Start of Data entries

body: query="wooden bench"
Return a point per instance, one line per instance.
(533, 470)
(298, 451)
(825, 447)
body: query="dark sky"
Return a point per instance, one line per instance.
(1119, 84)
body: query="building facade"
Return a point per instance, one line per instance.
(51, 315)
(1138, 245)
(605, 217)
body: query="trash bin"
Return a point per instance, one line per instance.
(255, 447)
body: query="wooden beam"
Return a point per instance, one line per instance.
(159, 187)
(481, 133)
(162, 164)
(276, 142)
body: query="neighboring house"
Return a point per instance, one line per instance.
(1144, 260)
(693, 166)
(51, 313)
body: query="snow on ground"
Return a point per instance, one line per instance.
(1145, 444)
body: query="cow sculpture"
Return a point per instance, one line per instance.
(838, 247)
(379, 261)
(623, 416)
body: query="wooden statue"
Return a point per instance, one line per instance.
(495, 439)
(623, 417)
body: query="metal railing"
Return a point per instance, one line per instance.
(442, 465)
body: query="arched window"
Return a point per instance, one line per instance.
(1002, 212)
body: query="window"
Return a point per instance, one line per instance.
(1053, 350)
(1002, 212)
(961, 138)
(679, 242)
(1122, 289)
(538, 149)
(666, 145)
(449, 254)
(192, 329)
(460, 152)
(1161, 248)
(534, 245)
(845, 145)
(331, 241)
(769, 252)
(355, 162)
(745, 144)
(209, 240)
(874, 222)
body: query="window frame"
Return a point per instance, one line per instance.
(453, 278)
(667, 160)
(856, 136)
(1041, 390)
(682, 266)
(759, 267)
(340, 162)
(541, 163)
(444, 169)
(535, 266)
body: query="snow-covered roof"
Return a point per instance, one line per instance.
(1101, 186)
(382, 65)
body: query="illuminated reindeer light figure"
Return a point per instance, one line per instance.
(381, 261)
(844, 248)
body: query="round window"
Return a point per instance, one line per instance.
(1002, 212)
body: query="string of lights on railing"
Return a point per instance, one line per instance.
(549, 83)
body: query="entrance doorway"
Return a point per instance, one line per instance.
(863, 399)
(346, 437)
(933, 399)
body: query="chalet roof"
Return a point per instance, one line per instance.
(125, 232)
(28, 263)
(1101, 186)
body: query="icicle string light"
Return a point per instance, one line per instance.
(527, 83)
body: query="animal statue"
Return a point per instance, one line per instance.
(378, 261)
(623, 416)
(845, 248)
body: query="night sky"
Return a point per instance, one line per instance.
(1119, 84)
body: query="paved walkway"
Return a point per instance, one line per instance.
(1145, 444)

End of Data entries

Print again each line of the listing above, exactly as it appears.

body: query="wooden bench"
Return a point per instance, one line per instance.
(533, 470)
(298, 451)
(825, 447)
body: query="dark sky"
Return a point per instance, one line per instance.
(1119, 84)
body: query="building facade"
Return a point per instance, one line per instance.
(51, 315)
(1138, 245)
(605, 217)
body: query="trash bin"
Return a point per instance, one line per instance.
(255, 447)
body: query="wooden beam"
Return a point per instance, one line per instance.
(159, 187)
(481, 133)
(162, 164)
(276, 142)
body: query="neighboring house"
Return a point per instance, one line per instance.
(1144, 260)
(693, 166)
(51, 313)
body: query="snow on ground"
Return a point per instance, one line per instance.
(1145, 444)
body: query="cow sculpture"
Return a point per instance, one line per instance.
(838, 247)
(379, 261)
(623, 416)
body: query="wooden statue"
Return a point per instance, one line per instance.
(495, 439)
(623, 417)
body: query="metal railing"
Return a point per instance, one line per instance.
(442, 465)
body: query="arched window"
Return a point per instance, one line per instance.
(1002, 212)
body: query="window"
Return a point per instance, one line per instance.
(1053, 350)
(1002, 212)
(961, 138)
(679, 242)
(1122, 289)
(538, 149)
(666, 145)
(449, 254)
(192, 329)
(460, 152)
(1161, 248)
(534, 245)
(845, 145)
(331, 241)
(769, 252)
(355, 162)
(745, 144)
(209, 240)
(874, 222)
body: query="window frame"
Return a point per instance, one line per instance.
(453, 278)
(667, 160)
(856, 136)
(1041, 390)
(682, 266)
(759, 267)
(340, 162)
(541, 163)
(444, 169)
(535, 266)
body: query="snow-covered roof"
Return a point per instance, one line per instance.
(1101, 186)
(382, 65)
body: query="illuminated reindeer light figure"
Return a point per instance, one line per instance.
(381, 261)
(844, 248)
body: query="round window"
Return a point per instance, one line per instance.
(1002, 212)
body: query="string of lights on railing"
Return a point per instance, one line per instance.
(549, 83)
body: query="entrance doorway"
Return a point per instance, one line per instance.
(863, 399)
(346, 437)
(933, 399)
body: query="chalet roof"
Return a point per instance, one line per instance.
(125, 232)
(28, 263)
(1101, 186)
body: query="icicle string light"
Return a point per instance, one line per instance.
(527, 83)
body: query="animal statue"
Return a point per instance, one line per instance.
(378, 261)
(623, 416)
(845, 248)
body: query="night sky"
Return a point per instance, one line per instance.
(1119, 84)
body: query="paved walkway"
Return a point per instance, one line per instance.
(1145, 444)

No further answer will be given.